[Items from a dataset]
╔══

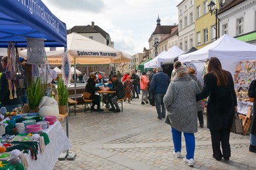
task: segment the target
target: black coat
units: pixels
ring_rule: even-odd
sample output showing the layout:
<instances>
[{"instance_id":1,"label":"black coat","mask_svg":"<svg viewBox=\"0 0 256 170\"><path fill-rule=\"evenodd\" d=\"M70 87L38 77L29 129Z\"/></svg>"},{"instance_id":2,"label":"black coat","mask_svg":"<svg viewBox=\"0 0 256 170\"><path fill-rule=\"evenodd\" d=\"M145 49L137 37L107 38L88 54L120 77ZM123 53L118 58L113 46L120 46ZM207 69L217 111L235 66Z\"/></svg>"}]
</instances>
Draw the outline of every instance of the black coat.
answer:
<instances>
[{"instance_id":1,"label":"black coat","mask_svg":"<svg viewBox=\"0 0 256 170\"><path fill-rule=\"evenodd\" d=\"M203 77L203 90L196 95L197 101L209 96L207 120L207 128L211 130L230 128L237 105L233 78L230 73L225 71L228 76L228 86L217 86L217 78L213 73L209 73Z\"/></svg>"},{"instance_id":2,"label":"black coat","mask_svg":"<svg viewBox=\"0 0 256 170\"><path fill-rule=\"evenodd\" d=\"M96 91L100 90L100 88L95 87L95 85L96 85L96 83L93 78L88 78L87 84L86 84L86 86L85 86L85 92L90 93L92 95L95 94Z\"/></svg>"}]
</instances>

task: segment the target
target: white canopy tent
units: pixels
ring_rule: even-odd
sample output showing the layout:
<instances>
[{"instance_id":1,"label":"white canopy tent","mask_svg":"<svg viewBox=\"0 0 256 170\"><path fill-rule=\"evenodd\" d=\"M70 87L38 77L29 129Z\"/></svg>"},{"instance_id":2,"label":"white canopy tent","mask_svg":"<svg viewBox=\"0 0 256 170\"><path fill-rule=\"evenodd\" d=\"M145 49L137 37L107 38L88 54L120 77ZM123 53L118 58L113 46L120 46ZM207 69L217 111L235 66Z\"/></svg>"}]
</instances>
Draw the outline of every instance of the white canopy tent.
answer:
<instances>
[{"instance_id":1,"label":"white canopy tent","mask_svg":"<svg viewBox=\"0 0 256 170\"><path fill-rule=\"evenodd\" d=\"M161 66L161 63L169 60L175 60L179 55L184 53L185 52L179 48L177 46L173 46L163 56L158 58L157 67Z\"/></svg>"},{"instance_id":2,"label":"white canopy tent","mask_svg":"<svg viewBox=\"0 0 256 170\"><path fill-rule=\"evenodd\" d=\"M162 56L164 54L166 53L165 50L162 51L158 56L157 56L156 58L153 58L152 60L144 63L144 68L154 68L158 62L158 58Z\"/></svg>"},{"instance_id":3,"label":"white canopy tent","mask_svg":"<svg viewBox=\"0 0 256 170\"><path fill-rule=\"evenodd\" d=\"M221 61L223 69L233 75L240 61L256 60L256 46L225 34L196 52L179 56L179 60L196 63L198 67L202 68L204 63L211 57L217 57ZM201 75L203 69L198 67L198 75Z\"/></svg>"},{"instance_id":4,"label":"white canopy tent","mask_svg":"<svg viewBox=\"0 0 256 170\"><path fill-rule=\"evenodd\" d=\"M70 74L74 75L74 73L75 73L75 67L74 67L73 66L70 68ZM75 73L81 74L82 73L80 71L75 69Z\"/></svg>"}]
</instances>

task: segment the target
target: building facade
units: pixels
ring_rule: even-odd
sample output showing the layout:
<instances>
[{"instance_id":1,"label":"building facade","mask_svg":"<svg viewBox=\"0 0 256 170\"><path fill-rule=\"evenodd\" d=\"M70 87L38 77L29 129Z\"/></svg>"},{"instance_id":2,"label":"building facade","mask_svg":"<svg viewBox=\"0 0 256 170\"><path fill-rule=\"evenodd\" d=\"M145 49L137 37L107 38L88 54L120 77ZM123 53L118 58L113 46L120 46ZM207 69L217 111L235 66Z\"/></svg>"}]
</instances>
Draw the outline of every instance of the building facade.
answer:
<instances>
[{"instance_id":1,"label":"building facade","mask_svg":"<svg viewBox=\"0 0 256 170\"><path fill-rule=\"evenodd\" d=\"M256 45L256 1L236 0L223 7L218 14L220 35Z\"/></svg>"},{"instance_id":2,"label":"building facade","mask_svg":"<svg viewBox=\"0 0 256 170\"><path fill-rule=\"evenodd\" d=\"M103 44L114 48L114 42L111 41L110 35L104 31L99 26L96 26L94 22L91 25L76 26L67 30L67 33L79 33L87 38L98 41ZM115 65L114 64L95 64L95 65L83 65L77 64L77 69L80 71L83 75L90 75L91 73L100 71L109 75L110 73L115 71Z\"/></svg>"},{"instance_id":3,"label":"building facade","mask_svg":"<svg viewBox=\"0 0 256 170\"><path fill-rule=\"evenodd\" d=\"M195 46L194 0L184 0L177 7L179 13L179 46L187 51Z\"/></svg>"},{"instance_id":4,"label":"building facade","mask_svg":"<svg viewBox=\"0 0 256 170\"><path fill-rule=\"evenodd\" d=\"M156 20L156 29L148 39L149 58L154 58L160 54L159 42L166 36L169 35L171 33L171 29L175 26L161 26L161 20L158 16L158 18Z\"/></svg>"}]
</instances>

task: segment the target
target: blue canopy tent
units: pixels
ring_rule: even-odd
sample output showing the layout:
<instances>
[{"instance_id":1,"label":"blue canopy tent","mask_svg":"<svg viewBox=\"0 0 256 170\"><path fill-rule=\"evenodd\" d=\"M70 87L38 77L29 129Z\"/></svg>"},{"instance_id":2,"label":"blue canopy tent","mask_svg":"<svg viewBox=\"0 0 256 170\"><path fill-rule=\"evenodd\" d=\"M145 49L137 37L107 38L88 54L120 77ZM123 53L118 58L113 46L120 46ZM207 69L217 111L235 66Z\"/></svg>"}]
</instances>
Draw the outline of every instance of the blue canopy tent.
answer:
<instances>
[{"instance_id":1,"label":"blue canopy tent","mask_svg":"<svg viewBox=\"0 0 256 170\"><path fill-rule=\"evenodd\" d=\"M26 37L44 39L45 46L66 46L66 27L40 0L1 0L0 47L26 46Z\"/></svg>"}]
</instances>

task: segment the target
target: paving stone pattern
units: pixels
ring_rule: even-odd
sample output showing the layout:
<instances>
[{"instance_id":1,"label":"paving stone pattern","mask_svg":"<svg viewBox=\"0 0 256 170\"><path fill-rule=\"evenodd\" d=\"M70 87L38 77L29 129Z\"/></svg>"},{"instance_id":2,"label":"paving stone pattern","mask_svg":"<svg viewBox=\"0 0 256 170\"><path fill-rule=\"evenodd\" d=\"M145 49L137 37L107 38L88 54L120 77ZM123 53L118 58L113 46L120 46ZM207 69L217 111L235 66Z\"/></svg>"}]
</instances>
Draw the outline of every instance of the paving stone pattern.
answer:
<instances>
[{"instance_id":1,"label":"paving stone pattern","mask_svg":"<svg viewBox=\"0 0 256 170\"><path fill-rule=\"evenodd\" d=\"M70 150L77 156L57 161L54 169L256 169L256 154L248 150L249 134L230 134L230 161L213 158L206 114L205 127L195 134L196 163L189 167L172 154L171 127L157 118L154 107L140 102L124 103L119 113L84 113L83 106L78 106L76 115L72 112L68 118ZM65 121L62 125L66 130ZM181 154L186 154L184 137Z\"/></svg>"}]
</instances>

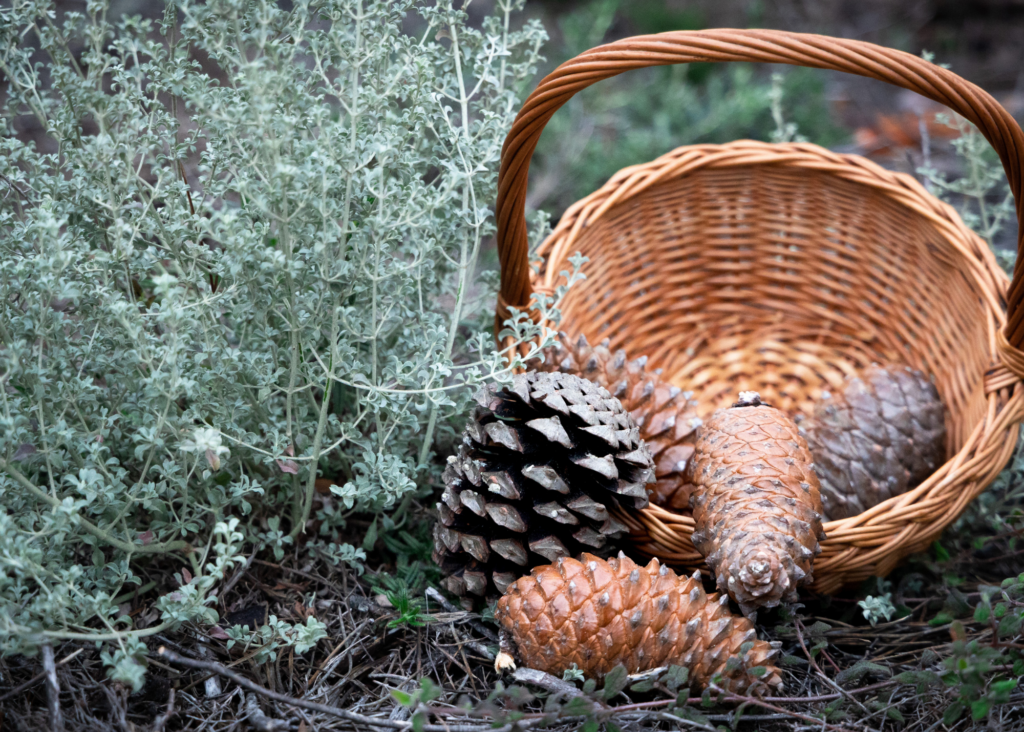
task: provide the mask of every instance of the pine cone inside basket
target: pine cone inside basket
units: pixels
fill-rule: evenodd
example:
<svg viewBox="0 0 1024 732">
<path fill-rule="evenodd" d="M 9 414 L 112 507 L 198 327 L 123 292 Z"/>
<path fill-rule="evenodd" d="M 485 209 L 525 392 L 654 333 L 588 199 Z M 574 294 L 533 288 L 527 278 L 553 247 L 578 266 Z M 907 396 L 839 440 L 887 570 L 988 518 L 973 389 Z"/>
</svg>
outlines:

╚══

Given instruction: Omit the pictures and output all of the other material exactly.

Output below:
task: segment the target
target: black coat
units: pixels
ring_rule: even-odd
sample output showing the layout:
<instances>
[{"instance_id":1,"label":"black coat","mask_svg":"<svg viewBox=\"0 0 256 170\"><path fill-rule=\"evenodd\" d=\"M70 87L38 77L29 129Z\"/></svg>"},{"instance_id":2,"label":"black coat","mask_svg":"<svg viewBox=\"0 0 256 170\"><path fill-rule=\"evenodd\" d=\"M145 49L137 37L107 38L88 54L120 77ZM123 53L118 58L113 46L120 46ZM207 69L217 111L235 66Z\"/></svg>"}]
</instances>
Draw the outline of every instance of the black coat.
answer:
<instances>
[{"instance_id":1,"label":"black coat","mask_svg":"<svg viewBox=\"0 0 256 170\"><path fill-rule=\"evenodd\" d=\"M203 77L203 90L196 95L197 101L209 96L207 120L207 128L211 130L230 128L237 105L233 78L230 73L225 71L228 76L228 86L217 86L217 78L213 73L209 73Z\"/></svg>"},{"instance_id":2,"label":"black coat","mask_svg":"<svg viewBox=\"0 0 256 170\"><path fill-rule=\"evenodd\" d=\"M96 91L100 90L100 88L95 87L95 85L96 85L96 83L93 78L88 78L87 84L86 84L86 86L85 86L85 92L90 93L92 95L95 94Z\"/></svg>"}]
</instances>

task: segment the target
target: white canopy tent
units: pixels
ring_rule: even-odd
sample output showing the layout:
<instances>
[{"instance_id":1,"label":"white canopy tent","mask_svg":"<svg viewBox=\"0 0 256 170\"><path fill-rule=\"evenodd\" d=\"M70 87L38 77L29 129Z\"/></svg>"},{"instance_id":2,"label":"white canopy tent","mask_svg":"<svg viewBox=\"0 0 256 170\"><path fill-rule=\"evenodd\" d=\"M145 49L137 37L107 38L88 54L120 77ZM123 53L118 58L113 46L120 46ZM207 69L217 111L235 66Z\"/></svg>"}]
</instances>
Draw the outline of every instance of the white canopy tent.
answer:
<instances>
[{"instance_id":1,"label":"white canopy tent","mask_svg":"<svg viewBox=\"0 0 256 170\"><path fill-rule=\"evenodd\" d=\"M161 66L161 63L169 60L175 60L179 55L184 53L185 52L179 48L177 46L173 46L163 56L158 58L157 67Z\"/></svg>"},{"instance_id":2,"label":"white canopy tent","mask_svg":"<svg viewBox=\"0 0 256 170\"><path fill-rule=\"evenodd\" d=\"M162 56L164 54L166 53L165 50L162 51L158 56L157 56L156 58L153 58L152 60L144 63L144 68L154 68L158 62L158 58Z\"/></svg>"},{"instance_id":3,"label":"white canopy tent","mask_svg":"<svg viewBox=\"0 0 256 170\"><path fill-rule=\"evenodd\" d=\"M221 61L223 69L233 75L240 61L256 60L256 46L225 34L196 52L179 56L179 60L196 63L198 67L202 68L204 63L211 57L217 57ZM201 75L203 69L198 67L198 75Z\"/></svg>"},{"instance_id":4,"label":"white canopy tent","mask_svg":"<svg viewBox=\"0 0 256 170\"><path fill-rule=\"evenodd\" d=\"M70 74L74 75L74 73L75 73L75 67L74 67L73 66L70 68ZM75 73L81 74L82 73L80 71L75 69Z\"/></svg>"}]
</instances>

task: segment the target
target: building facade
units: pixels
ring_rule: even-odd
sample output showing the layout:
<instances>
[{"instance_id":1,"label":"building facade","mask_svg":"<svg viewBox=\"0 0 256 170\"><path fill-rule=\"evenodd\" d=\"M70 87L38 77L29 129Z\"/></svg>"},{"instance_id":2,"label":"building facade","mask_svg":"<svg viewBox=\"0 0 256 170\"><path fill-rule=\"evenodd\" d=\"M145 49L137 37L107 38L88 54L120 77ZM123 53L118 58L113 46L120 46ZM207 69L217 111L235 66Z\"/></svg>"}]
</instances>
Draw the outline of every instance of the building facade.
answer:
<instances>
[{"instance_id":1,"label":"building facade","mask_svg":"<svg viewBox=\"0 0 256 170\"><path fill-rule=\"evenodd\" d=\"M256 45L256 1L236 0L223 7L218 14L220 35Z\"/></svg>"},{"instance_id":2,"label":"building facade","mask_svg":"<svg viewBox=\"0 0 256 170\"><path fill-rule=\"evenodd\" d=\"M103 44L114 48L114 42L111 41L110 35L104 31L99 26L96 26L94 22L91 25L76 26L67 30L67 33L79 33L87 38L98 41ZM115 65L114 64L95 64L95 65L83 65L77 64L77 69L80 71L83 75L90 75L91 73L100 71L109 75L110 73L115 71Z\"/></svg>"},{"instance_id":3,"label":"building facade","mask_svg":"<svg viewBox=\"0 0 256 170\"><path fill-rule=\"evenodd\" d=\"M195 46L194 0L184 0L177 7L179 13L179 46L187 51Z\"/></svg>"},{"instance_id":4,"label":"building facade","mask_svg":"<svg viewBox=\"0 0 256 170\"><path fill-rule=\"evenodd\" d=\"M156 20L156 29L148 39L149 58L154 58L160 54L159 42L166 36L169 35L171 33L171 29L175 26L161 26L161 20L158 16L158 18Z\"/></svg>"}]
</instances>

task: segment the target
target: blue canopy tent
units: pixels
ring_rule: even-odd
sample output showing the layout:
<instances>
[{"instance_id":1,"label":"blue canopy tent","mask_svg":"<svg viewBox=\"0 0 256 170\"><path fill-rule=\"evenodd\" d=\"M70 87L38 77L29 129Z\"/></svg>"},{"instance_id":2,"label":"blue canopy tent","mask_svg":"<svg viewBox=\"0 0 256 170\"><path fill-rule=\"evenodd\" d=\"M145 49L137 37L107 38L88 54L120 77ZM123 53L118 58L113 46L120 46ZM207 69L217 111L235 66Z\"/></svg>"}]
</instances>
Draw the outline of every instance of the blue canopy tent.
answer:
<instances>
[{"instance_id":1,"label":"blue canopy tent","mask_svg":"<svg viewBox=\"0 0 256 170\"><path fill-rule=\"evenodd\" d=\"M26 37L44 39L45 46L66 46L66 27L40 0L1 0L0 47L26 46Z\"/></svg>"}]
</instances>

task: segment the target
target: paving stone pattern
units: pixels
ring_rule: even-odd
sample output showing the layout:
<instances>
[{"instance_id":1,"label":"paving stone pattern","mask_svg":"<svg viewBox=\"0 0 256 170\"><path fill-rule=\"evenodd\" d=\"M70 87L38 77L29 129Z\"/></svg>"},{"instance_id":2,"label":"paving stone pattern","mask_svg":"<svg viewBox=\"0 0 256 170\"><path fill-rule=\"evenodd\" d=\"M145 49L137 37L107 38L88 54L120 77ZM123 53L118 58L113 46L120 46ZM207 69L217 111L235 66Z\"/></svg>"}]
</instances>
Draw the outline of every instance of the paving stone pattern.
answer:
<instances>
[{"instance_id":1,"label":"paving stone pattern","mask_svg":"<svg viewBox=\"0 0 256 170\"><path fill-rule=\"evenodd\" d=\"M70 150L77 156L57 161L54 169L256 169L256 154L248 150L249 134L230 134L230 161L213 158L206 114L205 127L195 134L196 163L189 167L172 154L171 127L157 118L154 107L140 102L124 103L119 113L84 113L83 106L78 106L76 115L72 112L68 118ZM65 121L62 125L66 130ZM181 154L186 154L184 137Z\"/></svg>"}]
</instances>

task: provide the mask of every instance of the pine cone inside basket
target: pine cone inside basket
units: pixels
fill-rule: evenodd
example:
<svg viewBox="0 0 1024 732">
<path fill-rule="evenodd" d="M 9 414 L 112 507 L 198 327 L 123 292 Z"/>
<path fill-rule="evenodd" d="M 485 209 L 525 392 L 654 333 L 588 199 Z M 574 294 L 533 288 L 527 278 L 553 247 L 578 266 Z M 907 396 L 839 440 L 887 570 L 988 518 L 973 389 Z"/>
</svg>
outlines:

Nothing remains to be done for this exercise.